> _Trecho fornecido_
---

Professor precisa acreditar no antirracismo, diz Conceição Evaristo

Educadora aponta educação antirracista como solução para interromper o ciclo da desigualdade racial no país. Ela defende que esta é uma bandeira a ser efetivada

"Teoria apenas não é suficiente”. A sentença dita pela escritora e educadora Conceição Evaristo, na abertura do Festival Led – Luz para educação nesta sexta-feira (8/7), mostra que a maior barreira para a construção de uma educação antirracista no Brasil é a vontade genuína de mudar o modelo de ensino que ignora as desigualdades raciais.

"Tem material muito bom e vivo hoje para trabalhar o tema, mas para que a educação antirracista possa acontecer, o professor deve estar convencido racionalmente e emocionalmente, ter certeza de que precisa fazer algo para mudar a realidade injusta que vivemos, porque a teoria apenas não é suficiente”, pontua Conceição Evaristo.

---

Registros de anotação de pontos

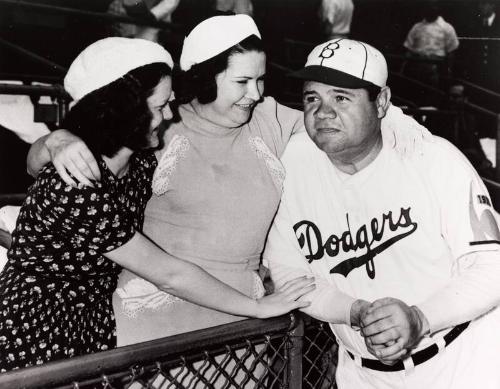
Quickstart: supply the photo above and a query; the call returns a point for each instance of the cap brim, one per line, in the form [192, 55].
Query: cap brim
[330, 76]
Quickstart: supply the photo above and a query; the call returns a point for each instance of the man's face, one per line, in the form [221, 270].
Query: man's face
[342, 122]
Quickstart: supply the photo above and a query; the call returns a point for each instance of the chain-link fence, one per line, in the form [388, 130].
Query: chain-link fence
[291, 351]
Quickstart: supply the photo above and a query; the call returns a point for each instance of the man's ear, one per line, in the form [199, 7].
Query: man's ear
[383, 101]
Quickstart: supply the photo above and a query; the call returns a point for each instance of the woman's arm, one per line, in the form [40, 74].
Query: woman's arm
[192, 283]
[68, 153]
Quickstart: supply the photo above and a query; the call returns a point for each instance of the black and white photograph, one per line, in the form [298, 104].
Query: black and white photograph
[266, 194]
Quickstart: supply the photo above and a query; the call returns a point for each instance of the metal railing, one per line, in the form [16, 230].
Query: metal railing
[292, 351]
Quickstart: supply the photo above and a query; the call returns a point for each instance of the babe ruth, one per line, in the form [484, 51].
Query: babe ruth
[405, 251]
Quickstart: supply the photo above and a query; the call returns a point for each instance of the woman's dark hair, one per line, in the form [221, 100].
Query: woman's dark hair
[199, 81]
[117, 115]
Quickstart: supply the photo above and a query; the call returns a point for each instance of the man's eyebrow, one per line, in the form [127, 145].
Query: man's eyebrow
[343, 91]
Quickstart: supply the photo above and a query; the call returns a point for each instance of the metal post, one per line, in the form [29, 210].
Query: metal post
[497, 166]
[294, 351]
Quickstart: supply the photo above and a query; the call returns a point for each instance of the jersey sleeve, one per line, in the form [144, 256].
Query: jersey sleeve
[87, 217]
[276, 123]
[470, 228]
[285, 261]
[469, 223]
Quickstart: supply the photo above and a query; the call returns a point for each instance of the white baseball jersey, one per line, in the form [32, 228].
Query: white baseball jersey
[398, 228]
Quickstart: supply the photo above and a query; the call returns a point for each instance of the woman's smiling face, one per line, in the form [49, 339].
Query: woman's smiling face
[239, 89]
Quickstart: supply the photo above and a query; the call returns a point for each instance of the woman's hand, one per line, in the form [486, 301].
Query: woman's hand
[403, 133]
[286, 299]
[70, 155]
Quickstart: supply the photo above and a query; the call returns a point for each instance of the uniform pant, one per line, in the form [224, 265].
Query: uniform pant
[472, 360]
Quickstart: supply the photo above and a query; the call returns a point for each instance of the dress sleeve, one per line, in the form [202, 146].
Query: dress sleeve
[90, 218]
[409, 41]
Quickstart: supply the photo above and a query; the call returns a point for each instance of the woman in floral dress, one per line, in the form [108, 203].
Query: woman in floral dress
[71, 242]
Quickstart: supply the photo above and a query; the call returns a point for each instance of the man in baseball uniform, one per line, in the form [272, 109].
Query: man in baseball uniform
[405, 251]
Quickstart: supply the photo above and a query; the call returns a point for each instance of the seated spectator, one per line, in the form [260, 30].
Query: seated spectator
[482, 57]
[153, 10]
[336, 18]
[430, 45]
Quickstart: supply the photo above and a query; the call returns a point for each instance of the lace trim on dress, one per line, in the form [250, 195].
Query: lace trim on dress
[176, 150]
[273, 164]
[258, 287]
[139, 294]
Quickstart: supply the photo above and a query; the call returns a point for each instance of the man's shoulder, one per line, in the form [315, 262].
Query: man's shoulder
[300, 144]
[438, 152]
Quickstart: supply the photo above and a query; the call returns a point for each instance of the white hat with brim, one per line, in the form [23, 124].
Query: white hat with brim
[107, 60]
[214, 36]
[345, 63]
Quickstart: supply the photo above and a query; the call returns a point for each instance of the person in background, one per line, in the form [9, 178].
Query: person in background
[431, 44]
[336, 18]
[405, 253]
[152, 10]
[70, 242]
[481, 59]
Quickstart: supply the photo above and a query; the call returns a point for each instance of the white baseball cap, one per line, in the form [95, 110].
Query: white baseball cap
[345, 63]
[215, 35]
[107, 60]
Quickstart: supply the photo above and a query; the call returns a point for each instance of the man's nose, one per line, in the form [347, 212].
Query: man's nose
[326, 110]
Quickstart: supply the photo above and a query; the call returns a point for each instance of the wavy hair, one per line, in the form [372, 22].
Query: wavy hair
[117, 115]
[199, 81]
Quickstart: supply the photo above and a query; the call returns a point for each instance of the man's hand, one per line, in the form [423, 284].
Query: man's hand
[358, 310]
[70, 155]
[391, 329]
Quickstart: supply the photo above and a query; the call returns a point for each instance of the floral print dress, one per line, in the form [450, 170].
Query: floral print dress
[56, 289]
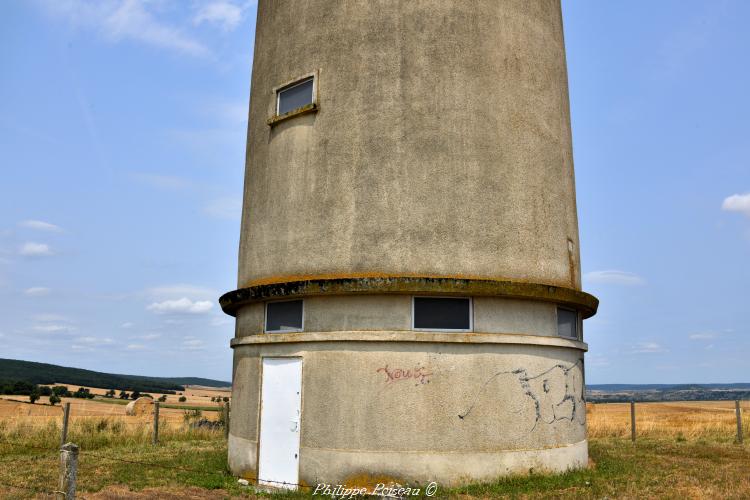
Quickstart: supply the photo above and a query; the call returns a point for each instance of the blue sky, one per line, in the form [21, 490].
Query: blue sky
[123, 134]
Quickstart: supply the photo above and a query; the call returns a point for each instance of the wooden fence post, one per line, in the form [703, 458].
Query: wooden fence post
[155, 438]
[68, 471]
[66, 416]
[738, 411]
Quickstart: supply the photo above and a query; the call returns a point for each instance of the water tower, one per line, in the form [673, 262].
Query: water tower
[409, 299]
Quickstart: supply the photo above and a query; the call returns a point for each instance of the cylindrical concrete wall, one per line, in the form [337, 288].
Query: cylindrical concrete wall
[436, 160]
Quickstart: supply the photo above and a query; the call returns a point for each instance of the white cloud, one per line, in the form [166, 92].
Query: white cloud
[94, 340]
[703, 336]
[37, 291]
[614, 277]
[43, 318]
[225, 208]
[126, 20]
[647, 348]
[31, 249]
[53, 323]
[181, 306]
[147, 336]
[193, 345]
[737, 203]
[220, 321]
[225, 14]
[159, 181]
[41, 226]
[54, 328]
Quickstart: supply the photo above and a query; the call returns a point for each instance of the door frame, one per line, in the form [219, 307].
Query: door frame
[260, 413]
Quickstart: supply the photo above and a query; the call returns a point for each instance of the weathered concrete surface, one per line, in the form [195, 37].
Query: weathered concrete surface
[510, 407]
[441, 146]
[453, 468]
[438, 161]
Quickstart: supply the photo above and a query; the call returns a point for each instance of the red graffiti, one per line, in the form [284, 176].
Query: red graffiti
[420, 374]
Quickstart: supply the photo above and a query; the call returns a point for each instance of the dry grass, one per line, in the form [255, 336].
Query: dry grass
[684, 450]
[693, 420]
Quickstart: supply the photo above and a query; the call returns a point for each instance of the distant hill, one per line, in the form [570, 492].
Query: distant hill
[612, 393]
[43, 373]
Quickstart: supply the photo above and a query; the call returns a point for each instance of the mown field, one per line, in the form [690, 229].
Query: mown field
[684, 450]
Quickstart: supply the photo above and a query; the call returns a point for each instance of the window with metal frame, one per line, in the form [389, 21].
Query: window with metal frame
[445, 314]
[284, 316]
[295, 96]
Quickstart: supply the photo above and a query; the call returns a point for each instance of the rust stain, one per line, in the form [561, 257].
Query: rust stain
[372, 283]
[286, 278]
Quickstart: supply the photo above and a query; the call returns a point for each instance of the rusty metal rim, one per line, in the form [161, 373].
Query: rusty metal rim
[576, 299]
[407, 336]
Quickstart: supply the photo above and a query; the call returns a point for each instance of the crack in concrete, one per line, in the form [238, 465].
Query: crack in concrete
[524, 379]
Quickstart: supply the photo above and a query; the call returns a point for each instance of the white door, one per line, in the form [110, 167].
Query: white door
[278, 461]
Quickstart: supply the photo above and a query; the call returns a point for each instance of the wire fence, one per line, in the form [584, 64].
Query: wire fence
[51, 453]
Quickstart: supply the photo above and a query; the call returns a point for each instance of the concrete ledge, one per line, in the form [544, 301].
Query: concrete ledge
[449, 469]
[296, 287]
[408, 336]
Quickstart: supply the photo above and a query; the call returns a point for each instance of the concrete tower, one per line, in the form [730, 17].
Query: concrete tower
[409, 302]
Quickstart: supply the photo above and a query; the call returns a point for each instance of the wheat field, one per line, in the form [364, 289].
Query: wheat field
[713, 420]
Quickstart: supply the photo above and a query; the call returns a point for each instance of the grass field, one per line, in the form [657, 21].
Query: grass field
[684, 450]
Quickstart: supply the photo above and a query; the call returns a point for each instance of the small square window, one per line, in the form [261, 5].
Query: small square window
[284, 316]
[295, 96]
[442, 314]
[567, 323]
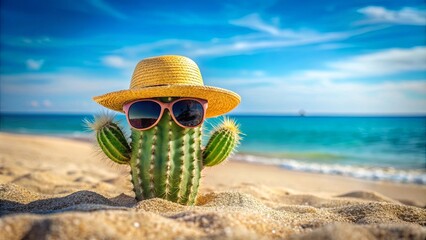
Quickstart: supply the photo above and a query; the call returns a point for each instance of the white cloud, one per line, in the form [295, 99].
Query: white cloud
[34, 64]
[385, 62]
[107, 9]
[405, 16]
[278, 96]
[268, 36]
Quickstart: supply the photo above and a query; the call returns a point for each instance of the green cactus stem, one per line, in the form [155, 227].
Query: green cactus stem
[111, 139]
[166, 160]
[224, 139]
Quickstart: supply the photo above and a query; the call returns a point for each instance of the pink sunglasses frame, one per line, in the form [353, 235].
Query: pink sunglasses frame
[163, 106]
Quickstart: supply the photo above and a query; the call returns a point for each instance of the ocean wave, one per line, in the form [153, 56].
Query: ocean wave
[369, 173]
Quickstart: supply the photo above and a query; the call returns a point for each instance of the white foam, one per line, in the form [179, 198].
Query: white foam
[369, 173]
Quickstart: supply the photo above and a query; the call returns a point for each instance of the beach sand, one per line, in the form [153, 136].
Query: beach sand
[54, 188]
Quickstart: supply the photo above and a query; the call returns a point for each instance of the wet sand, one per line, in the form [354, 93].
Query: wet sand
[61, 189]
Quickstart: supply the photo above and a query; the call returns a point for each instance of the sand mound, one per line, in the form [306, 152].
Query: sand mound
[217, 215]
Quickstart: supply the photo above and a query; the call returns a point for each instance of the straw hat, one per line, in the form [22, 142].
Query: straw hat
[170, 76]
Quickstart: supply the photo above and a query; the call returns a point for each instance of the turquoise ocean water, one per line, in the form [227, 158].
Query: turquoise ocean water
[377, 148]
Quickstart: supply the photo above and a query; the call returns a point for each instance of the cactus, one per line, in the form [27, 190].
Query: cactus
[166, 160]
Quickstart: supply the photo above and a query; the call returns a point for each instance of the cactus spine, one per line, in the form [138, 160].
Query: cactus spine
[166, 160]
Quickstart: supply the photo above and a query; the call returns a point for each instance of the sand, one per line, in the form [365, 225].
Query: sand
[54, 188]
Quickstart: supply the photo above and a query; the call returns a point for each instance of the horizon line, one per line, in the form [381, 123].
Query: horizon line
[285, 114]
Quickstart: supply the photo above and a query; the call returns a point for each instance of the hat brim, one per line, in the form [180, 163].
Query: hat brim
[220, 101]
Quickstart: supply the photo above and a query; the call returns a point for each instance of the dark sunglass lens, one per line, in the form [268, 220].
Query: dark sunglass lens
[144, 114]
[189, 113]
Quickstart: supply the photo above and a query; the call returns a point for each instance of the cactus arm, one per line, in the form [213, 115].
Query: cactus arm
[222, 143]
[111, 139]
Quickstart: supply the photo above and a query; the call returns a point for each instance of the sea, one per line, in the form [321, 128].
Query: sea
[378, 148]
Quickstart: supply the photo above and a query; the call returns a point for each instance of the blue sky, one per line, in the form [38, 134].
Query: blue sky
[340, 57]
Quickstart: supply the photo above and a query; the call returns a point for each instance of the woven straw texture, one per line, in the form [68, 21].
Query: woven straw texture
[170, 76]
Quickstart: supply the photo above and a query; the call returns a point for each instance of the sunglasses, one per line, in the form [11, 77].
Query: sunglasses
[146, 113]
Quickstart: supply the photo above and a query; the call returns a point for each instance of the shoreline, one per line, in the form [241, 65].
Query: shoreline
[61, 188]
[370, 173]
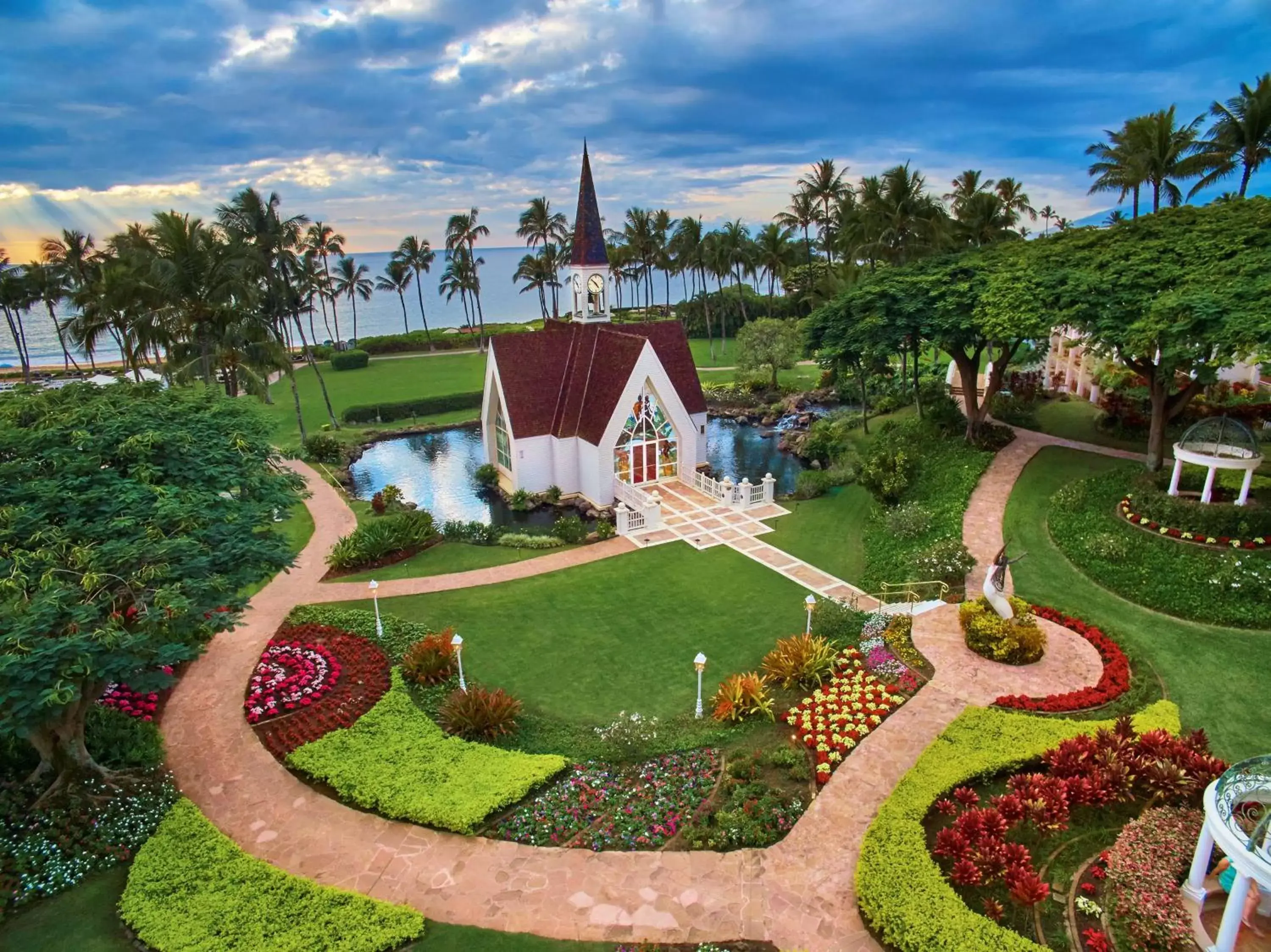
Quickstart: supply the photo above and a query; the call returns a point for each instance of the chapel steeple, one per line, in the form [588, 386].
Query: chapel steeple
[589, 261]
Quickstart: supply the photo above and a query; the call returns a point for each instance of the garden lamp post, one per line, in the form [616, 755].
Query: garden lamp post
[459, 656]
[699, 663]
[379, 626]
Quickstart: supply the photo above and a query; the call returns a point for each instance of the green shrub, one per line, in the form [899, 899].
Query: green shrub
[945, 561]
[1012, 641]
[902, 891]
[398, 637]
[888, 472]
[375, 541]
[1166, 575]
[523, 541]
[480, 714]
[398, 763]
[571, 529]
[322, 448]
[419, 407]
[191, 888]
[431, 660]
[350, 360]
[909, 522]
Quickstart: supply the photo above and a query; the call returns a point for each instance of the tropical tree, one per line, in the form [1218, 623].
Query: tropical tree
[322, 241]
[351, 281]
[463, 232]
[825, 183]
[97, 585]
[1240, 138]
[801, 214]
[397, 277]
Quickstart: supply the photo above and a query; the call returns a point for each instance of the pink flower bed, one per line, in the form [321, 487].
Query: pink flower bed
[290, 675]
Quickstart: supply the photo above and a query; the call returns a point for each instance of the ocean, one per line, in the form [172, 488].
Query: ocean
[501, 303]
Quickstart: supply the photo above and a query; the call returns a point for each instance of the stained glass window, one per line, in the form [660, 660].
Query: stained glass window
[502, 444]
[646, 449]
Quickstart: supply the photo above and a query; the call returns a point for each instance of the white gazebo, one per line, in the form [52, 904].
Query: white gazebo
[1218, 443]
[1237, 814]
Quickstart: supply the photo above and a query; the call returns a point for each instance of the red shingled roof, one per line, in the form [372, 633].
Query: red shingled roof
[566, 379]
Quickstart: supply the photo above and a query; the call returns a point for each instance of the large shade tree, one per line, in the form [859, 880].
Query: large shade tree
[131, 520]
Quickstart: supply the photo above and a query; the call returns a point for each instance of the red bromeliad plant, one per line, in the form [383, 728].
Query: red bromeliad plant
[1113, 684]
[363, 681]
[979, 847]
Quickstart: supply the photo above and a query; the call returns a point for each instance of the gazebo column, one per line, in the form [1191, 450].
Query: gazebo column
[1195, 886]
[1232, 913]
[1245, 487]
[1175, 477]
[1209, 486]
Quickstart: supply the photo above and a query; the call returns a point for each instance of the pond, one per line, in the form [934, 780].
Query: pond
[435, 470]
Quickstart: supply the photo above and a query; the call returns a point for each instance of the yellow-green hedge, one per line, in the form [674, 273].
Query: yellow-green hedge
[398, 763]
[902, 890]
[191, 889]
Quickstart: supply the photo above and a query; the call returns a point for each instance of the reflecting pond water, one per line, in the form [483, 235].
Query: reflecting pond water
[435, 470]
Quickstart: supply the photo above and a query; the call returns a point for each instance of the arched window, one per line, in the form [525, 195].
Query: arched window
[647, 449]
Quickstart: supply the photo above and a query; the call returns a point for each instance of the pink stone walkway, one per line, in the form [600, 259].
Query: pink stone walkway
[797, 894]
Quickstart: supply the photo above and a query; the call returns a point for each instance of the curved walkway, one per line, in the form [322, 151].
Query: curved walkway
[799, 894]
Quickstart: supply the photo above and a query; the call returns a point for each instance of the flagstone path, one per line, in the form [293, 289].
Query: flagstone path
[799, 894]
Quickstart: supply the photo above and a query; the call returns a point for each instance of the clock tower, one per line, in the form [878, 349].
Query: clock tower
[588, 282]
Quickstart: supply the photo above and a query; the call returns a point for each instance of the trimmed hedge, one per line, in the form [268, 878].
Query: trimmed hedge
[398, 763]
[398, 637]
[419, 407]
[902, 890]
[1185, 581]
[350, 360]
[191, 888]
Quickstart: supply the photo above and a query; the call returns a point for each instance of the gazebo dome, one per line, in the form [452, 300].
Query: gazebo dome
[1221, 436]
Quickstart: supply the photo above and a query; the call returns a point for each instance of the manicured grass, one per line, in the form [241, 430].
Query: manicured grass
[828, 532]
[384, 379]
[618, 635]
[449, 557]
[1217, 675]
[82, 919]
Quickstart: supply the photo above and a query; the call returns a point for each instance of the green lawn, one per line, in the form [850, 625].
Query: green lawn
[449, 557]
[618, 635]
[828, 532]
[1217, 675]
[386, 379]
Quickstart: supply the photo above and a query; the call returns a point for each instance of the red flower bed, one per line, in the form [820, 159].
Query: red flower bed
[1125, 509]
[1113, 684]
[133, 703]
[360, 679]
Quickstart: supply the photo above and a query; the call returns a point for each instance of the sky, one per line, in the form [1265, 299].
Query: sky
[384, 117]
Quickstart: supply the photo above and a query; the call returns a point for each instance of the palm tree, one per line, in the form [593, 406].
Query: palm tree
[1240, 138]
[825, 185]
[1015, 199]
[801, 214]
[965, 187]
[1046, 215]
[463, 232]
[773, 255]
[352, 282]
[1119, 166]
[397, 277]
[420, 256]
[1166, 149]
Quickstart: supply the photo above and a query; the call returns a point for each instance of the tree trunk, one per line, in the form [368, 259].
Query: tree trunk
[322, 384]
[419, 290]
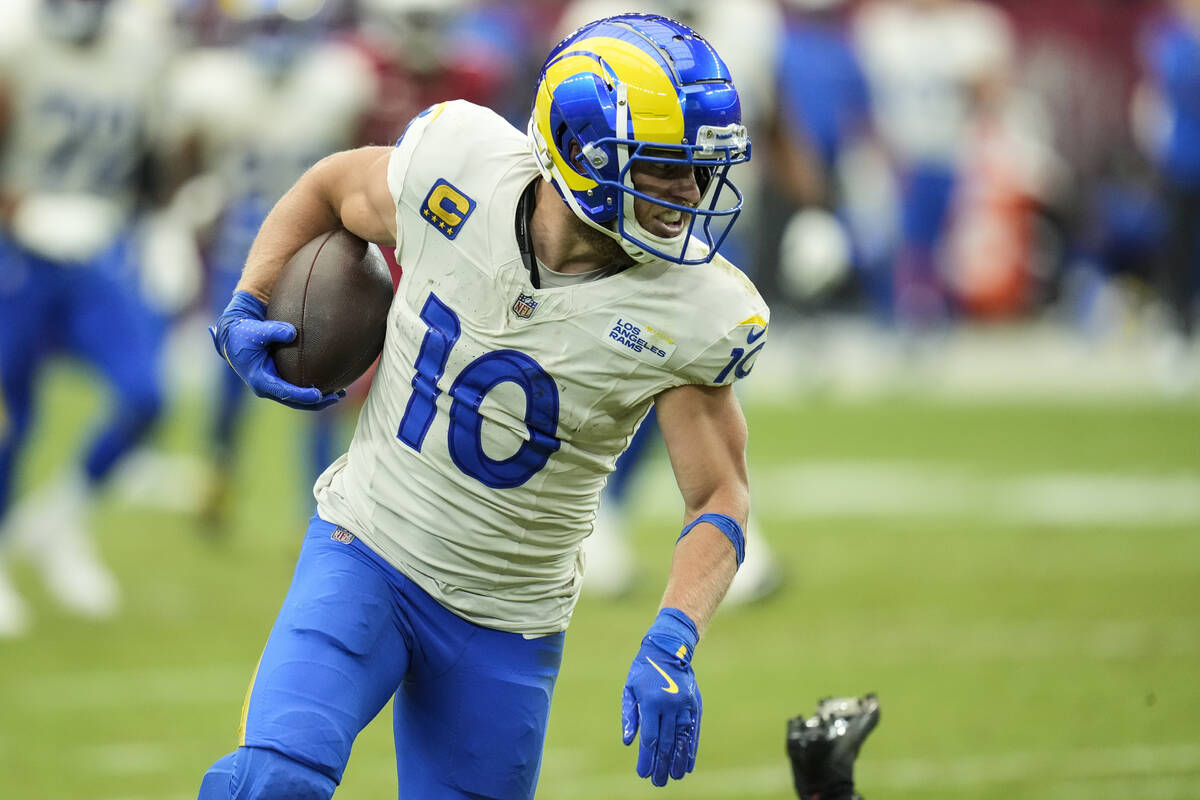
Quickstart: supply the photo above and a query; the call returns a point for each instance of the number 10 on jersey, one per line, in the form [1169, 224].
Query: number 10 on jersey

---

> _Complete o seguinte_
- 1) Copie o trecho sobre a fala de Conceição Evaristo a partir das palavras "Educadora aponta educação" e pare depois de "pontua Conceição Evaristo.", substituindo "educação antirracista" por "ensino antirracista".
- 2) Liste todos os nomes próprios diferentes que aparecem no trecho fornecido.

> _Lista de soluções_
- 1)
Educadora aponta ensino antirracista como solução para interromper o ciclo da desigualdade racial no país. Ela defende que esta é uma bandeira a ser efetivada

"Teoria apenas não é suficiente”. A sentença dita pela escritora e educadora Conceição Evaristo, na abertura do Festival Led – Luz para educação nesta sexta-feira (8/7), mostra que a maior barreira para a construção de uma ensino antirracista no Brasil é a vontade genuína de mudar o modelo de ensino que ignora as desigualdades raciais.

"Tem material muito bom e vivo hoje para trabalhar o tema, mas para que a ensino antirracista possa acontecer, o professor deve estar convencido racionalmente e emocionalmente, ter certeza de que precisa fazer algo para mudar a realidade injusta que vivemos, porque a teoria apenas não é suficiente”, pontua Conceição Evaristo.

- 2) Conceição Evaristo; Festival Led – Luz para educação; Brasil